Short problem
Filter the data below, keeping every line that contains the word "soil". Copy each such line in full, and count a match only when its capitalization is the same.
[Begin Data provided]
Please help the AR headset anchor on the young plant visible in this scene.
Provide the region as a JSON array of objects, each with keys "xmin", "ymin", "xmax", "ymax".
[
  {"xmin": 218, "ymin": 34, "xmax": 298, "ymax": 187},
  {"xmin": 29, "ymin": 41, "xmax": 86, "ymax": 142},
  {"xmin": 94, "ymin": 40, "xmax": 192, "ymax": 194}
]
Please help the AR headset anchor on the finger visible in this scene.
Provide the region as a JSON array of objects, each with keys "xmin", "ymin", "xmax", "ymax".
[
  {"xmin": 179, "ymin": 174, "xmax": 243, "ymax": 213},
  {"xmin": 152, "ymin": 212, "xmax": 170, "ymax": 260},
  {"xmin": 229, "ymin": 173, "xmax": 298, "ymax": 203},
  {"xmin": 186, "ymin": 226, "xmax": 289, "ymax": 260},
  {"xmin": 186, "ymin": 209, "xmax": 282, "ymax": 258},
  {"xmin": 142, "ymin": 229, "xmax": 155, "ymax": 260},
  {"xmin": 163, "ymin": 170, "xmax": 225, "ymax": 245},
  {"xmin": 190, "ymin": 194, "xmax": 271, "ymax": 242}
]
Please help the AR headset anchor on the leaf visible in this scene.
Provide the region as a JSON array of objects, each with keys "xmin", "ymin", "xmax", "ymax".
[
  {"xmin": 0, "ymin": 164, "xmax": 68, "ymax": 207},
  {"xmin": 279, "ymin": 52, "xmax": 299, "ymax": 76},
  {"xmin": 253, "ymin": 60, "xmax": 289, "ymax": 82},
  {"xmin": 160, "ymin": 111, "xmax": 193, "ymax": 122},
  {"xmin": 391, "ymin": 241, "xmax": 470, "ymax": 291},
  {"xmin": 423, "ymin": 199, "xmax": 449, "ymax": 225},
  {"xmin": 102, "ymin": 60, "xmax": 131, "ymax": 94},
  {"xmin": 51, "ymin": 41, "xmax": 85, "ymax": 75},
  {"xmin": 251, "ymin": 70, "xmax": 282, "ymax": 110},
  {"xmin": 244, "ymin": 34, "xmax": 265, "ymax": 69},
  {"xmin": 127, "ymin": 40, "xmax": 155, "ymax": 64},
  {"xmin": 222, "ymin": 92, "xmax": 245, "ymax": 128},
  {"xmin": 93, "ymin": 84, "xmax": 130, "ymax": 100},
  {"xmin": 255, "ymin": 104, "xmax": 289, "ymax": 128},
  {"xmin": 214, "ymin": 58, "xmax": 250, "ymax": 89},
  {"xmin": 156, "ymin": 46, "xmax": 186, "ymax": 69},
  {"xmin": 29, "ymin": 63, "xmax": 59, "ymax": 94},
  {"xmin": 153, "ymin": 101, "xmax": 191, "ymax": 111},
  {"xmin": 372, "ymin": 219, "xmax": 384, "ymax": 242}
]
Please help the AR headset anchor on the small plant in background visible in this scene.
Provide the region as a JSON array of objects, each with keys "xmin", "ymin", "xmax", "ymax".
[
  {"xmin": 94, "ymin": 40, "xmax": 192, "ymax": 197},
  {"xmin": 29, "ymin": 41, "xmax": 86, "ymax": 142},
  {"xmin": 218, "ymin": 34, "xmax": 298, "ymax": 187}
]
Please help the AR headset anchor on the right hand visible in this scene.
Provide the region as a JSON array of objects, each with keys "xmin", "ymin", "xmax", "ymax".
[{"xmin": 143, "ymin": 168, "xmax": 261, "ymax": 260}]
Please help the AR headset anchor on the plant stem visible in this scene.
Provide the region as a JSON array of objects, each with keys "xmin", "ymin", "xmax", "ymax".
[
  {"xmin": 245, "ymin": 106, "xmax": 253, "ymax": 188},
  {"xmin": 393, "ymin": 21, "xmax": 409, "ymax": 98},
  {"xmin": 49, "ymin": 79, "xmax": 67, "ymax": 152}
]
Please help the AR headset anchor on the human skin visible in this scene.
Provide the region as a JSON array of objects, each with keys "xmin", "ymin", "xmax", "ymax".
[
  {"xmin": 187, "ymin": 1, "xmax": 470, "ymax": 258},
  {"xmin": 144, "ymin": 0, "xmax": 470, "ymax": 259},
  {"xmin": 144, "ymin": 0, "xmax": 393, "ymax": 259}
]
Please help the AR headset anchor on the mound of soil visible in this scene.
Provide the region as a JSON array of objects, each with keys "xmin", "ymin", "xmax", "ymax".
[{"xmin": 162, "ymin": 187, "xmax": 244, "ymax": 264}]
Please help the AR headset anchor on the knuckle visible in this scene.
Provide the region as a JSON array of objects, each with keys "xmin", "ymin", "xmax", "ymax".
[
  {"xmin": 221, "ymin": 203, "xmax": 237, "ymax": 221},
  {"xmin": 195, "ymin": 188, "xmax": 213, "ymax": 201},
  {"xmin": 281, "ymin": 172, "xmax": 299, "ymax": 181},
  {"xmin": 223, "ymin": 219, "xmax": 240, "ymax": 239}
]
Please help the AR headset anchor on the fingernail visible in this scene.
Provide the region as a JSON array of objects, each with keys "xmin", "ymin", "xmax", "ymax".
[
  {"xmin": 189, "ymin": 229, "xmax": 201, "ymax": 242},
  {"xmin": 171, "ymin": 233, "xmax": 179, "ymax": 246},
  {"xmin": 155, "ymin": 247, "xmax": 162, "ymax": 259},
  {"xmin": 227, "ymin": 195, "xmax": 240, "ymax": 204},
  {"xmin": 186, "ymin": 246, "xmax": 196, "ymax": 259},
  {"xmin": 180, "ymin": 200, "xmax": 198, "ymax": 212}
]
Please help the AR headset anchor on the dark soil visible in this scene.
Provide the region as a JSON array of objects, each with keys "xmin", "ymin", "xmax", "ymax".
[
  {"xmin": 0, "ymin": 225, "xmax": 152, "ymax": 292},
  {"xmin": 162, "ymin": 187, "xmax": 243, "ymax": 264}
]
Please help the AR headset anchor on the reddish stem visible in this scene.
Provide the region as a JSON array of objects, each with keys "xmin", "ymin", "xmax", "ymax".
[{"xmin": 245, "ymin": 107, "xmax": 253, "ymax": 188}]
[End Data provided]
Answer for the task
Please help the AR headset anchor on the mound of soil visible in this scene.
Please help the AR headset anchor on the dark soil visible in this scene.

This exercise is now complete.